Take the line that contains "TARGET = flagpole" as the first line and the final line of the records as the last; return exactly those lines and the lines between.
·····
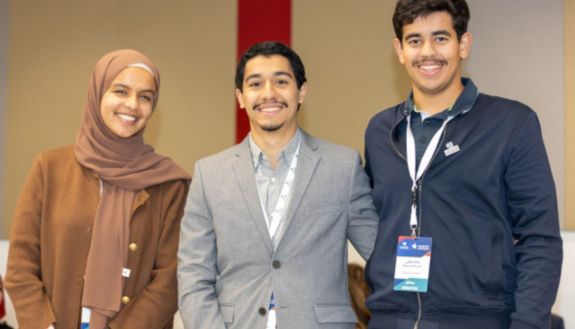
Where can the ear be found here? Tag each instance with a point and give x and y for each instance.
(399, 50)
(302, 92)
(465, 45)
(240, 98)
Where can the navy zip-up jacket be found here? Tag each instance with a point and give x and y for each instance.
(490, 208)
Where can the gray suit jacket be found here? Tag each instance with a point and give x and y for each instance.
(227, 268)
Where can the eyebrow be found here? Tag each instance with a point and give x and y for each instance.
(275, 74)
(441, 32)
(434, 33)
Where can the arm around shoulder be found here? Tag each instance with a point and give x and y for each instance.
(363, 219)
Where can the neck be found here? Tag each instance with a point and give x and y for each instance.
(272, 143)
(435, 103)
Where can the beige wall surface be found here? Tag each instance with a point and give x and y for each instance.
(54, 45)
(4, 28)
(518, 53)
(351, 66)
(569, 114)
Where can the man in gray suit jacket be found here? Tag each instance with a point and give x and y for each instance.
(264, 235)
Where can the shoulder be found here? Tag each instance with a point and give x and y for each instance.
(502, 107)
(62, 154)
(386, 119)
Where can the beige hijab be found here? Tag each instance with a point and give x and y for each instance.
(125, 166)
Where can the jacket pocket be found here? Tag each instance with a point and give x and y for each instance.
(334, 314)
(227, 313)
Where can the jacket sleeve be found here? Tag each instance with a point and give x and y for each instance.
(532, 206)
(363, 218)
(197, 267)
(156, 305)
(24, 273)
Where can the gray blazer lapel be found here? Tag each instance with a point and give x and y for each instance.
(307, 163)
(244, 172)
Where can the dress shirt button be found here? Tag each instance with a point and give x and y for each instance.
(276, 264)
(262, 311)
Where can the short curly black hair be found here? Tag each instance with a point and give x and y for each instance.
(270, 48)
(406, 11)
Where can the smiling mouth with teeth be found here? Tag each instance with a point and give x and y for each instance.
(269, 108)
(127, 118)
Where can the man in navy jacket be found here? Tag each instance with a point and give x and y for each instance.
(463, 177)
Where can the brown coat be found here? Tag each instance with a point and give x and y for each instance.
(51, 236)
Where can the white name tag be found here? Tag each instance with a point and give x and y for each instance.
(85, 322)
(412, 264)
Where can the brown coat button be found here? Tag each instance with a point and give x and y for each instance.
(262, 311)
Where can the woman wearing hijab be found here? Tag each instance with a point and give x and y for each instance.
(95, 232)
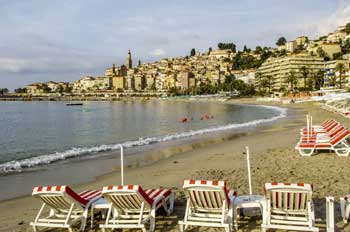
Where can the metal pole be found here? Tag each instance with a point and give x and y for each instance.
(249, 176)
(122, 164)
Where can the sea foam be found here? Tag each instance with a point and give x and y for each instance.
(21, 165)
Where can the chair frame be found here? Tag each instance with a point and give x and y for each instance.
(341, 147)
(277, 212)
(64, 210)
(202, 214)
(136, 211)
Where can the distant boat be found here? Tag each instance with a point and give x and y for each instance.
(74, 104)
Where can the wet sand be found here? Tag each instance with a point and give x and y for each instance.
(273, 158)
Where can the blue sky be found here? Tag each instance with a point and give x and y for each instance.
(65, 40)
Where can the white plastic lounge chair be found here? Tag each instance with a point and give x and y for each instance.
(345, 208)
(338, 144)
(66, 207)
(288, 207)
(322, 129)
(133, 207)
(209, 203)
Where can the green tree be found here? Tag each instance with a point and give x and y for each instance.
(340, 68)
(347, 28)
(346, 46)
(319, 79)
(245, 49)
(258, 78)
(21, 90)
(193, 52)
(3, 91)
(321, 53)
(338, 56)
(292, 79)
(281, 41)
(230, 46)
(46, 88)
(304, 74)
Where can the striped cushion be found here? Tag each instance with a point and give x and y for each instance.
(301, 186)
(212, 184)
(149, 195)
(83, 198)
(287, 196)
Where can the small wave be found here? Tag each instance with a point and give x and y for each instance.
(20, 165)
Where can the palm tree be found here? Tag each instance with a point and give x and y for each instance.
(258, 78)
(292, 80)
(304, 74)
(340, 67)
(319, 79)
(268, 82)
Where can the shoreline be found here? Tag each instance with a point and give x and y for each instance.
(108, 161)
(273, 158)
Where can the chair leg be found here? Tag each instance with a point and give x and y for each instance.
(181, 227)
(153, 220)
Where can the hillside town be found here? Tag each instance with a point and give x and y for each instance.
(297, 65)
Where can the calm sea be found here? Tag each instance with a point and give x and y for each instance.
(39, 133)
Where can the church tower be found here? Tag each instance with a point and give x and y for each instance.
(129, 60)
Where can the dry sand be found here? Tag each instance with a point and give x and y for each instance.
(273, 158)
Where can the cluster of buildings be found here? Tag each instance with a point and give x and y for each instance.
(323, 54)
(187, 73)
(182, 73)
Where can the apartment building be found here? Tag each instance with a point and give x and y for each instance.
(280, 68)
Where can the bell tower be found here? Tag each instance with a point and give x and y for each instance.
(129, 60)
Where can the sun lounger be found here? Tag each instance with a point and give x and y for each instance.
(288, 207)
(133, 207)
(338, 144)
(325, 129)
(209, 204)
(324, 137)
(345, 208)
(66, 207)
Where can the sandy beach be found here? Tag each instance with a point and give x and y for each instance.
(273, 158)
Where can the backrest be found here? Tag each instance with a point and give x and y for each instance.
(59, 197)
(205, 194)
(343, 134)
(331, 126)
(336, 130)
(128, 197)
(288, 197)
(327, 121)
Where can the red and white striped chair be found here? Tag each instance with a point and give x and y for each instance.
(337, 143)
(133, 207)
(323, 128)
(345, 208)
(209, 203)
(66, 207)
(288, 207)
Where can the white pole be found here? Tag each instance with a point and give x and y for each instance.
(330, 213)
(307, 126)
(122, 164)
(249, 176)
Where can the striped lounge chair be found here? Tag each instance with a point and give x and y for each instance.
(345, 208)
(337, 143)
(133, 207)
(288, 207)
(66, 207)
(209, 204)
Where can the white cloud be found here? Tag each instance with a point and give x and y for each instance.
(157, 52)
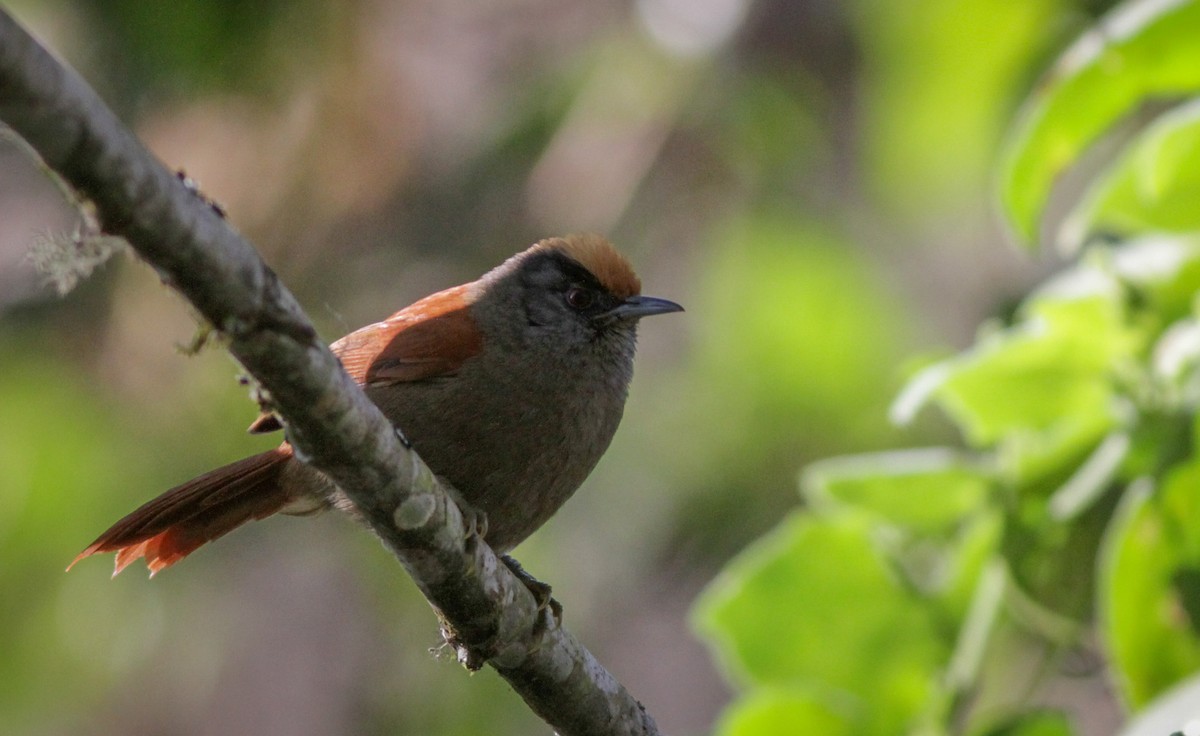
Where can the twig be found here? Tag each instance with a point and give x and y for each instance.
(490, 615)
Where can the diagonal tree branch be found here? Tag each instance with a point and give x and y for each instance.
(487, 612)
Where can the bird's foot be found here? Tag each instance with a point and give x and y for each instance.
(541, 591)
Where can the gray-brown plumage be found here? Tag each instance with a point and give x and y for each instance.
(510, 388)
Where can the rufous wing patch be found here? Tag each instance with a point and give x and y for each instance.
(427, 339)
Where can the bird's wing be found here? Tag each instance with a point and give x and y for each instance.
(429, 339)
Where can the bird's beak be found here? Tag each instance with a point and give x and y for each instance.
(635, 307)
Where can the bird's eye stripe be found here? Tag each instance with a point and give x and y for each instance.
(580, 298)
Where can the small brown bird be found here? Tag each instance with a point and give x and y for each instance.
(509, 387)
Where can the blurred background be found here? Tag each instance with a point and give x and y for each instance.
(813, 179)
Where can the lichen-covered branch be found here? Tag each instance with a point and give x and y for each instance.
(490, 615)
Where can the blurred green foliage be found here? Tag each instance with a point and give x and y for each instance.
(813, 190)
(895, 602)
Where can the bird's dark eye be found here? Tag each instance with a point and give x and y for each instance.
(580, 298)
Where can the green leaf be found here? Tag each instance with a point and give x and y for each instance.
(1047, 375)
(1140, 49)
(1168, 713)
(1145, 614)
(815, 605)
(925, 490)
(1155, 185)
(773, 711)
(1037, 723)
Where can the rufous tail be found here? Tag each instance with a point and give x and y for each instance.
(169, 527)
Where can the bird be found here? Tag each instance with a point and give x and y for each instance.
(509, 387)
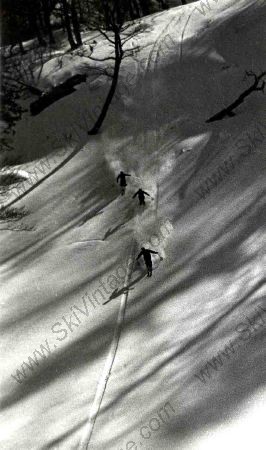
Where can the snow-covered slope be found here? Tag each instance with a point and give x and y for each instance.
(201, 300)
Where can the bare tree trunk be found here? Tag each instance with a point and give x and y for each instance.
(75, 22)
(46, 14)
(229, 110)
(71, 41)
(118, 59)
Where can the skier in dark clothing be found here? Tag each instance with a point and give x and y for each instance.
(141, 195)
(146, 253)
(123, 183)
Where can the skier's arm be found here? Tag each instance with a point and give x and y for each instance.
(139, 255)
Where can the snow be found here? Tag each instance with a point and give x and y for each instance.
(212, 274)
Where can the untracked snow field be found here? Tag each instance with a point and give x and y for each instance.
(95, 354)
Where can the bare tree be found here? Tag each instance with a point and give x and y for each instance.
(117, 33)
(258, 85)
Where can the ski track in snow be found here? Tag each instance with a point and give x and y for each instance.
(102, 384)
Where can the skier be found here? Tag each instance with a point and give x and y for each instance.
(123, 183)
(141, 195)
(146, 253)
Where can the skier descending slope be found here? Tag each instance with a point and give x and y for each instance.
(146, 253)
(122, 177)
(141, 195)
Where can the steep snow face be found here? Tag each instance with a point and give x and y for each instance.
(188, 371)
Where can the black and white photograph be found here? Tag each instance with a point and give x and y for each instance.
(133, 225)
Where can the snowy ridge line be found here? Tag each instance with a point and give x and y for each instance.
(229, 350)
(100, 390)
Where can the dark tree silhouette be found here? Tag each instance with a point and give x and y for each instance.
(229, 110)
(117, 33)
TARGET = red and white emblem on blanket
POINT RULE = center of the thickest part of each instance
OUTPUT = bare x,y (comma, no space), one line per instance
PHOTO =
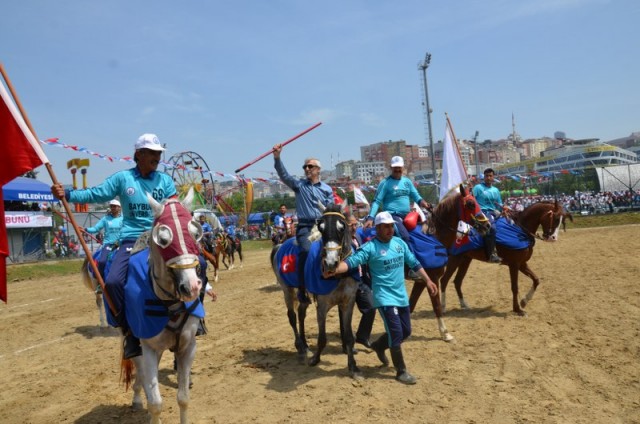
288,264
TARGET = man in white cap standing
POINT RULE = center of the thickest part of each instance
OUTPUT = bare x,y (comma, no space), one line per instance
131,186
394,195
386,256
111,224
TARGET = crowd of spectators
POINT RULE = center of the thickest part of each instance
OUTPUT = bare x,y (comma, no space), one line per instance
585,202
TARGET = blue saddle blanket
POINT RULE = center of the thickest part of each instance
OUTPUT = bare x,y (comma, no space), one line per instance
287,260
507,234
146,314
428,249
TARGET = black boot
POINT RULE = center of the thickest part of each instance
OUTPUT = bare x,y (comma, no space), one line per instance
401,370
379,346
490,249
131,345
202,328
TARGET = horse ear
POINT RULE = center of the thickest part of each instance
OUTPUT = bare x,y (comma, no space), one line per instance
188,199
156,207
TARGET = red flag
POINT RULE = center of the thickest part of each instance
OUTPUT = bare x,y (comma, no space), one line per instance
21,152
337,199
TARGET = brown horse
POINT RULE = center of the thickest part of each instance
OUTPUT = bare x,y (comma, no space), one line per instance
289,231
549,215
443,224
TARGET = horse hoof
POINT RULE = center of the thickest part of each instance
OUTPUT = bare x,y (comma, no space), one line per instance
447,337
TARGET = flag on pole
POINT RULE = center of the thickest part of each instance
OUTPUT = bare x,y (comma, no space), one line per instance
21,153
453,169
359,196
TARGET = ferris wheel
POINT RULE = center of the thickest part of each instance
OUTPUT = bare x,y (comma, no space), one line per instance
189,169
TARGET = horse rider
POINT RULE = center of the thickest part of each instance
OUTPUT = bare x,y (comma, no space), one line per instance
131,186
386,257
278,223
490,201
309,191
394,195
207,233
111,224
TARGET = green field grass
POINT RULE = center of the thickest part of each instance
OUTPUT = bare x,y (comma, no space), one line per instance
33,271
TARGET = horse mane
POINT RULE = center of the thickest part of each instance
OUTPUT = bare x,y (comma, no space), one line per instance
447,207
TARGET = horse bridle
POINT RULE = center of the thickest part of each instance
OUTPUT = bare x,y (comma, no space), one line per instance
343,250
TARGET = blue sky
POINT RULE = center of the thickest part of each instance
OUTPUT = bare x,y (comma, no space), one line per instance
228,80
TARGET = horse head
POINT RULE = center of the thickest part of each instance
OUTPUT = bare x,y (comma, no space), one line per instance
173,250
551,221
336,241
549,216
471,213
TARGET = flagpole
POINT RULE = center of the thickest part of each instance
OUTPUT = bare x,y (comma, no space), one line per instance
67,208
455,142
284,143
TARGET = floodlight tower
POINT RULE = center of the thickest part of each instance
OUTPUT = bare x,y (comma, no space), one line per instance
423,67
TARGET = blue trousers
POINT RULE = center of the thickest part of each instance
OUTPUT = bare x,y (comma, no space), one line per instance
397,323
117,278
302,238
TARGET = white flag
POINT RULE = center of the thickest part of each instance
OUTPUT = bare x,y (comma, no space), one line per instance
·····
FULL ANSWER:
TARGET = flagpole
POINT RULE = center of the thickest part of each instance
OUTPUT = bare x,y (comma, no space), one line per instance
67,208
455,142
284,143
TARGET = floodlight tower
POINT RULE = center of the thickest part of each instance
OUTPUT = bare x,y (comma, no space), one line per instance
423,67
TARGET = blue trousers
POINT RULE = center of the thickest part of each instance
OUTPUT = bare x,y (comma, no space), one line per instance
397,323
117,278
302,238
TARGET = white flag
POINT RULE = center of the thickest part of each instance
OUTPUT = bare x,y (comma, no space), one line per instance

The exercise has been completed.